DOCUMENT SECTION:
A cardiac catheterization can check blood flow in the coronary arteries, check blood flow and blood pressure in the chambers of the heart, find out how well the heart valves work, and check for defects in the way the wall of the heart moves. In children, this test is used to check for heart problems that have been present since birth (congenital heart defect). – More information at Mayo Clinic
An echocardiogram (also called an echo) is a type of ultrasound test that uses high-pitched sound waves that are sent through a device called a transducer. The device picks up echoes of the sound waves as they bounce off the different parts of your heart. These echoes are turned into moving pictures of your heart that can be seen on a video screen. – More information at Mayo Clinic
An electrophysiology (EP) study is a test that records the electrical activity and the electrical pathways of your heart. This test is used to help determine the cause of your heart rhythm disturbance and the best treatment for you. During the EP study, your doctor will safely reproduce your abnormal heart rhythm and then may give you different medications to see which one controls it best or to determine the best procedure or device to treat your heart rhythm. – More information at Mayo Clinic
Pacemakers & Defibrillators
The normal, healthy heart has its own pacemaker that regulates the rate at which the heart beats. However, some hearts don’t beat regularly. Often, a pacemaker device can correct the problem. A pacemaker is a small device that sends electrical impulses to the heart muscle to maintain a suitable heart rate and rhythm. A pacemaker may also be used to treat fainting spells (syncope), congestive heart failure, and, rarely, hypertrophic cardiomyopathy. – More information at Mayo Clinic
Cardiac Stress Testing
A stress test can be used to test for heart disease. Stress tests are tests performed by a doctor and/or trained technician to determine the amount of stress that your heart can manage before developing either an abnormal rhythm or evidence of ischemia (not enough blood flow to the heart muscle). The most commonly performed stress test is the exercise stress test. – More information at Mayo Clinic
Cardiac Resynchronization Therapy
In the normal heart, the heart’s lower chambers (ventricles) pump at the same time and in sync with the heart’s upper chambers (atria). When a person has heart failure, often the right and left ventricles do not pump together. And when the heart’s contractions become out of sync, the left ventricle is not able to pump enough blood to the body.

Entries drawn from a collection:
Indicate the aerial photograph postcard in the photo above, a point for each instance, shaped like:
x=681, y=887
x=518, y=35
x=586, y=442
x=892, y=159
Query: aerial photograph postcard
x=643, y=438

EXERCISE: Translate into Spanish this sentence from the cardiac procedures text above: "A pacemaker is a small device that sends electrical impulses to the heart muscle to maintain a suitable heart rate and rhythm."

RESPONSE TO THIS EXERCISE: Un marcapasos es un pequeño dispositivo que envía impulsos eléctricos al músculo cardíaco para mantener una frecuencia y un ritmo cardíacos adecuados.